### Document text

In this week's highlights: OPEC+ group gears up for a crucial three-day virtual meeting; steel markets will be looking for signs of production rebounding; and a last hurrah for German coal.
- Oil production cuts return to the agenda
- Traders eye prospects of fuel demand rebound
- Focus on steel production recovery
- Green pioneer Germany opens new coal power plant
In this week's highlights: steel markets will be looking for signs of production rebounding; and a last hurrah for German coal.
But first, pressure is again building on the OPEC-plus group of producer nations led by Russia and Saudi Arabia as they gear up for a crucial three-day virtual meeting.
Though the meeting is scheduled for next week, ministers are now considering kicking off on Thursday, so July nominations can factor in any changes to oil production quotas.
Following an almighty falling-out in March, relations within the OPEC-plus group have improved as production cuts have lifted prices. However, differences remain on the best approach to clearing the oil glut, and much will depend on mutual goodwill.
OPEC-plus is due to reduce its current formal production to 7.7 million from 9.7 million barrels a day at the end of June, but differences are already emerging. Russia is forecasting oil markets will be back in balance by July, while some OPEC countries are much less bullish.
We should get a taste of Russia's views when the country's largest producer, Rosneft, holds its AGM on Tuesday. CEO Igor Sechin is a noted skeptic about collaboration with OPEC. Toward the end of the week, S&P Global Platts will release its monthly survey of OPEC oil production in May, giving an indication of compliance levels so far.

### What you will do
Pick up the weekly commodities highlights after its last sentence and carry it on.

[Data excerpts]
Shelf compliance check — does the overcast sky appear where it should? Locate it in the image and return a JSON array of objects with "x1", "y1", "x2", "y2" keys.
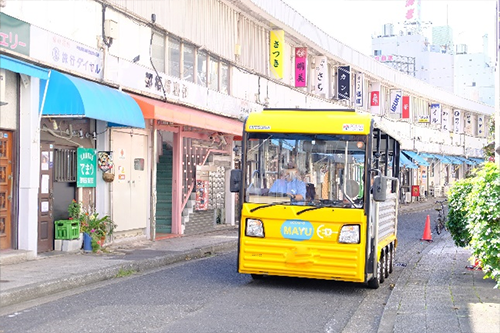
[{"x1": 282, "y1": 0, "x2": 496, "y2": 60}]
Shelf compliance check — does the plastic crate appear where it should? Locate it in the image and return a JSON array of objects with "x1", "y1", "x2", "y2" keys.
[{"x1": 54, "y1": 220, "x2": 80, "y2": 239}]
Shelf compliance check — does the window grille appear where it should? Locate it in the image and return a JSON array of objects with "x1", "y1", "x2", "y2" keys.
[{"x1": 54, "y1": 149, "x2": 76, "y2": 182}]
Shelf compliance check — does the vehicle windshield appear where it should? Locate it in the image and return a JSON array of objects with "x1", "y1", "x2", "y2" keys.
[{"x1": 245, "y1": 133, "x2": 367, "y2": 208}]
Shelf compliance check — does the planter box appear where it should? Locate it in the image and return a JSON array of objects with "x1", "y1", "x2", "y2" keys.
[{"x1": 54, "y1": 220, "x2": 80, "y2": 239}]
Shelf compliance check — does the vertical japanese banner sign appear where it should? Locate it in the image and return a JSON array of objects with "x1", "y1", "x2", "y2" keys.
[
  {"x1": 269, "y1": 30, "x2": 285, "y2": 79},
  {"x1": 355, "y1": 73, "x2": 365, "y2": 107},
  {"x1": 405, "y1": 0, "x2": 421, "y2": 24},
  {"x1": 453, "y1": 110, "x2": 464, "y2": 134},
  {"x1": 337, "y1": 66, "x2": 351, "y2": 100},
  {"x1": 441, "y1": 109, "x2": 451, "y2": 132},
  {"x1": 477, "y1": 116, "x2": 485, "y2": 137},
  {"x1": 464, "y1": 112, "x2": 473, "y2": 135},
  {"x1": 370, "y1": 82, "x2": 380, "y2": 114},
  {"x1": 314, "y1": 56, "x2": 329, "y2": 97},
  {"x1": 401, "y1": 96, "x2": 410, "y2": 119},
  {"x1": 389, "y1": 90, "x2": 403, "y2": 114},
  {"x1": 295, "y1": 47, "x2": 307, "y2": 88},
  {"x1": 431, "y1": 104, "x2": 441, "y2": 124},
  {"x1": 76, "y1": 148, "x2": 97, "y2": 187},
  {"x1": 0, "y1": 13, "x2": 30, "y2": 56}
]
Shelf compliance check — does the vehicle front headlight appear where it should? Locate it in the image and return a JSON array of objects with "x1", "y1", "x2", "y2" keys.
[
  {"x1": 245, "y1": 219, "x2": 264, "y2": 237},
  {"x1": 339, "y1": 224, "x2": 359, "y2": 244}
]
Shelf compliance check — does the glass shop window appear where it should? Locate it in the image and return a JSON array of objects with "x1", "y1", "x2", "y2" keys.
[
  {"x1": 196, "y1": 51, "x2": 208, "y2": 87},
  {"x1": 182, "y1": 44, "x2": 194, "y2": 82},
  {"x1": 151, "y1": 33, "x2": 165, "y2": 73},
  {"x1": 168, "y1": 37, "x2": 181, "y2": 78},
  {"x1": 220, "y1": 62, "x2": 229, "y2": 94},
  {"x1": 208, "y1": 57, "x2": 219, "y2": 91}
]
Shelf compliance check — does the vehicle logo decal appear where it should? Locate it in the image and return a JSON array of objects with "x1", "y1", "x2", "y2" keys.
[{"x1": 281, "y1": 220, "x2": 314, "y2": 241}]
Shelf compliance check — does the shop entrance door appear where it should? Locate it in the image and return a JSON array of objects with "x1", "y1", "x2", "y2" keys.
[
  {"x1": 112, "y1": 130, "x2": 149, "y2": 232},
  {"x1": 37, "y1": 142, "x2": 54, "y2": 253},
  {"x1": 0, "y1": 131, "x2": 13, "y2": 250}
]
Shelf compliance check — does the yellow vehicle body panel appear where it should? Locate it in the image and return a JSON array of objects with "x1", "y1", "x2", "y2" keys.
[
  {"x1": 238, "y1": 203, "x2": 366, "y2": 282},
  {"x1": 245, "y1": 109, "x2": 372, "y2": 135}
]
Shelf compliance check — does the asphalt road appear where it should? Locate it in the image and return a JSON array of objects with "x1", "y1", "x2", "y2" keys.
[{"x1": 0, "y1": 211, "x2": 439, "y2": 333}]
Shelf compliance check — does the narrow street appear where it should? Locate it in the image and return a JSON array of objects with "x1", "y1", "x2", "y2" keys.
[{"x1": 0, "y1": 211, "x2": 442, "y2": 333}]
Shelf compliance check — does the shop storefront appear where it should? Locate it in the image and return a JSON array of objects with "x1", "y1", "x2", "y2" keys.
[
  {"x1": 0, "y1": 55, "x2": 49, "y2": 253},
  {"x1": 38, "y1": 70, "x2": 146, "y2": 252},
  {"x1": 131, "y1": 95, "x2": 242, "y2": 239}
]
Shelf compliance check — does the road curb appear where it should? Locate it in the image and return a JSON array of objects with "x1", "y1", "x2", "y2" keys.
[{"x1": 0, "y1": 240, "x2": 237, "y2": 307}]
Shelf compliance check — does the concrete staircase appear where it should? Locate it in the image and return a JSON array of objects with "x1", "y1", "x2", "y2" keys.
[{"x1": 156, "y1": 144, "x2": 173, "y2": 234}]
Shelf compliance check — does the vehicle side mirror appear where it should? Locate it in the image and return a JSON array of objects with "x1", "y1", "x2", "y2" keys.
[
  {"x1": 373, "y1": 176, "x2": 387, "y2": 202},
  {"x1": 229, "y1": 169, "x2": 241, "y2": 193}
]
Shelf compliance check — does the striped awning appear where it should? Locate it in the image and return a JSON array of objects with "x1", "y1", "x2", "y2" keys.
[{"x1": 403, "y1": 150, "x2": 429, "y2": 166}]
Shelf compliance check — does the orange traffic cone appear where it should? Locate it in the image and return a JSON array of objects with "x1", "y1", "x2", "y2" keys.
[{"x1": 421, "y1": 215, "x2": 432, "y2": 242}]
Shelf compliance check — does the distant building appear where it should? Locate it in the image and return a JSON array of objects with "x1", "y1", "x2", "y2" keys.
[{"x1": 372, "y1": 24, "x2": 495, "y2": 105}]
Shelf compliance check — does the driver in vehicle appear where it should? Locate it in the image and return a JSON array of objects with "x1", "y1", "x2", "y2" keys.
[{"x1": 269, "y1": 168, "x2": 306, "y2": 202}]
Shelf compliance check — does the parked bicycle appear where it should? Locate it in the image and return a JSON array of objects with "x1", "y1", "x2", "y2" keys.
[{"x1": 434, "y1": 199, "x2": 447, "y2": 235}]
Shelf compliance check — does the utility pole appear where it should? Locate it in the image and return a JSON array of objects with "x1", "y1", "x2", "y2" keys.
[
  {"x1": 494, "y1": 0, "x2": 500, "y2": 166},
  {"x1": 494, "y1": 0, "x2": 500, "y2": 166}
]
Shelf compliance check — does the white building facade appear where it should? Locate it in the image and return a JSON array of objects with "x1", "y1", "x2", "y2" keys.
[{"x1": 0, "y1": 0, "x2": 494, "y2": 255}]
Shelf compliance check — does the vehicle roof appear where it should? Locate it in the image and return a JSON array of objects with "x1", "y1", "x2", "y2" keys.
[{"x1": 245, "y1": 109, "x2": 372, "y2": 135}]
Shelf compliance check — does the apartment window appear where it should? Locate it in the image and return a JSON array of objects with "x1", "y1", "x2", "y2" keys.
[
  {"x1": 196, "y1": 51, "x2": 208, "y2": 87},
  {"x1": 182, "y1": 44, "x2": 194, "y2": 82},
  {"x1": 168, "y1": 37, "x2": 181, "y2": 78},
  {"x1": 54, "y1": 149, "x2": 76, "y2": 183},
  {"x1": 151, "y1": 33, "x2": 165, "y2": 72},
  {"x1": 208, "y1": 57, "x2": 219, "y2": 91},
  {"x1": 220, "y1": 62, "x2": 229, "y2": 94}
]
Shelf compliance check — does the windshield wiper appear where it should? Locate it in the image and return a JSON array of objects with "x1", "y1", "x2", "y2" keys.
[
  {"x1": 297, "y1": 200, "x2": 340, "y2": 215},
  {"x1": 250, "y1": 201, "x2": 290, "y2": 213},
  {"x1": 297, "y1": 206, "x2": 333, "y2": 215}
]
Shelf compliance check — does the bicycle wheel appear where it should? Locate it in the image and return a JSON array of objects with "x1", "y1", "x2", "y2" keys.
[{"x1": 436, "y1": 219, "x2": 443, "y2": 235}]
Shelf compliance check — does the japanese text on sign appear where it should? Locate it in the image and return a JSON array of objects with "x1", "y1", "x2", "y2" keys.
[
  {"x1": 0, "y1": 13, "x2": 30, "y2": 55},
  {"x1": 269, "y1": 30, "x2": 285, "y2": 79},
  {"x1": 295, "y1": 47, "x2": 307, "y2": 87},
  {"x1": 76, "y1": 148, "x2": 97, "y2": 187}
]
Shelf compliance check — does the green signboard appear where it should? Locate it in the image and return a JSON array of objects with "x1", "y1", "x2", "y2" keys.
[
  {"x1": 0, "y1": 13, "x2": 30, "y2": 56},
  {"x1": 76, "y1": 148, "x2": 97, "y2": 187}
]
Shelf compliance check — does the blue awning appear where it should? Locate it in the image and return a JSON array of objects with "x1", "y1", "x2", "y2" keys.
[
  {"x1": 432, "y1": 154, "x2": 452, "y2": 164},
  {"x1": 403, "y1": 150, "x2": 429, "y2": 166},
  {"x1": 445, "y1": 155, "x2": 464, "y2": 165},
  {"x1": 453, "y1": 156, "x2": 475, "y2": 165},
  {"x1": 40, "y1": 70, "x2": 145, "y2": 128},
  {"x1": 399, "y1": 153, "x2": 418, "y2": 169},
  {"x1": 469, "y1": 157, "x2": 484, "y2": 164},
  {"x1": 0, "y1": 54, "x2": 49, "y2": 80},
  {"x1": 419, "y1": 153, "x2": 437, "y2": 159}
]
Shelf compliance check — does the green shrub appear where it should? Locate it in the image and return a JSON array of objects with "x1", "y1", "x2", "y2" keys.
[
  {"x1": 446, "y1": 178, "x2": 473, "y2": 247},
  {"x1": 448, "y1": 163, "x2": 500, "y2": 288}
]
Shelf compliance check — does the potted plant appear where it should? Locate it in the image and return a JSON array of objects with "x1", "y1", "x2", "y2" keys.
[{"x1": 68, "y1": 200, "x2": 116, "y2": 252}]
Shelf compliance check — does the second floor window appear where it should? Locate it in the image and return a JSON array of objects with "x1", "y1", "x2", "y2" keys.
[
  {"x1": 168, "y1": 37, "x2": 181, "y2": 78},
  {"x1": 182, "y1": 44, "x2": 194, "y2": 82}
]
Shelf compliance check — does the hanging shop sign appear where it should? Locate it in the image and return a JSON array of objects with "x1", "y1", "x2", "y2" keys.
[
  {"x1": 477, "y1": 116, "x2": 485, "y2": 137},
  {"x1": 389, "y1": 90, "x2": 403, "y2": 114},
  {"x1": 401, "y1": 96, "x2": 410, "y2": 119},
  {"x1": 295, "y1": 47, "x2": 307, "y2": 88},
  {"x1": 314, "y1": 56, "x2": 329, "y2": 96},
  {"x1": 354, "y1": 73, "x2": 365, "y2": 107},
  {"x1": 453, "y1": 110, "x2": 464, "y2": 134},
  {"x1": 337, "y1": 66, "x2": 351, "y2": 99},
  {"x1": 0, "y1": 13, "x2": 31, "y2": 56},
  {"x1": 431, "y1": 103, "x2": 441, "y2": 124},
  {"x1": 269, "y1": 30, "x2": 285, "y2": 79},
  {"x1": 441, "y1": 109, "x2": 450, "y2": 131},
  {"x1": 370, "y1": 82, "x2": 380, "y2": 114},
  {"x1": 76, "y1": 148, "x2": 97, "y2": 187},
  {"x1": 30, "y1": 26, "x2": 104, "y2": 79}
]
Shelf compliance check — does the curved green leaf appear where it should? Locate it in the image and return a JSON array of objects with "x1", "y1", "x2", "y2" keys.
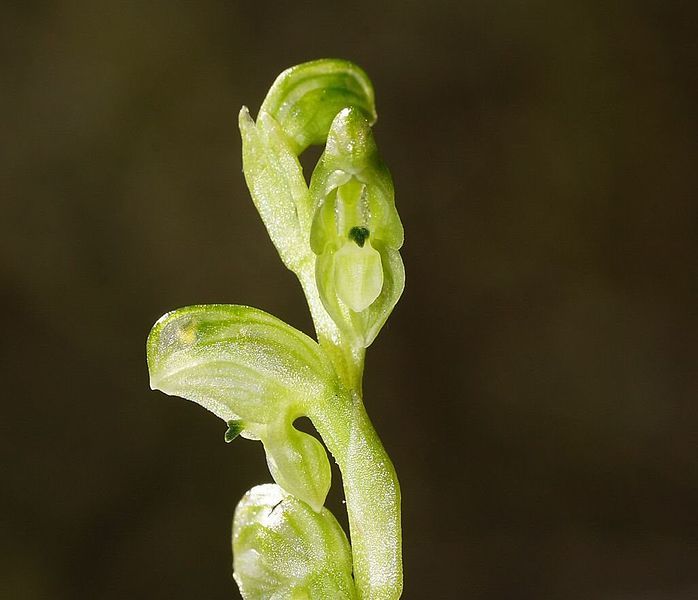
[
  {"x1": 233, "y1": 484, "x2": 357, "y2": 600},
  {"x1": 148, "y1": 305, "x2": 336, "y2": 510}
]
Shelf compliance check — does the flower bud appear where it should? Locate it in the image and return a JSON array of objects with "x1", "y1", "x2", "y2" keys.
[{"x1": 310, "y1": 108, "x2": 405, "y2": 347}]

### Exercise output
Doing its bit for the cause of market rebalancing, Norway is due to implement its own voluntary production cuts starting Monday, with a 250,000 barrel-a-day cut through June, easing to 134,000 in the second half. This could be tough on some of the country's smaller producing companies, some of which are already complaining of strained finances.
Equal attention is being paid to the demand side of the oil market as Europe emerges from its coronavirus lockdown.
Traders have begun to eye a surge in demand for diesel and jet fuel as Mediterranean countries re-open their borders from July and encourage holiday travel. Nonetheless, stocks have a long way to go before being drawn down as floating and onshore inventories built up at the height of the lockdowns are still high.
Data last week showed driving levels in the continent's largest economies were about 80% of what they were in mid-January before the lockdowns began. But statements from European car manufacturers in recent days show they expect long-term demand to be reduced.
And demand is the subject of our social media question this week: How quickly will European oil demand recover? Tweet us with your thoughts at hashtag #PlattsMM.
And it's not only the oil markets where progress on a return to a more normal supply and demand balance will be monitored. Austrian steelmaker Voestalpine is expected to announce in its earnings press call Wednesday whether it will ramp up production again following restarts in the automotive industry.
The tier-one supplier to the car industry has been hit hard by the pandemic. It halted a blast furnace at its main mill in Linz in mid-March, cutting pig iron production capacity by 20%. Around 20,000 employees have been put on reduced shifts at sites in Austria, with another 6,000 in Germany.
Voestalpine's announcement will be watched closely as an indication of the European steel market's health.
In power, it looks like it's "Back to the Future"! Datteln 4, Germany's last new coal-fired power plant, started operation over the weekend. The plant began generating electricity for a market now changed beyond recognition since 2008, when Chancellor Angela Merkel started construction at the site in northwestern Germany.
The project, delayed to the extent many doubted it would ever see the light of day, may only operate for 15 years as the government continues to debate the final details of a coal-exit law.
Operator Uniper, meanwhile, has just decided to restart two modern gas-fired units at Irsching, mothballed for over four years.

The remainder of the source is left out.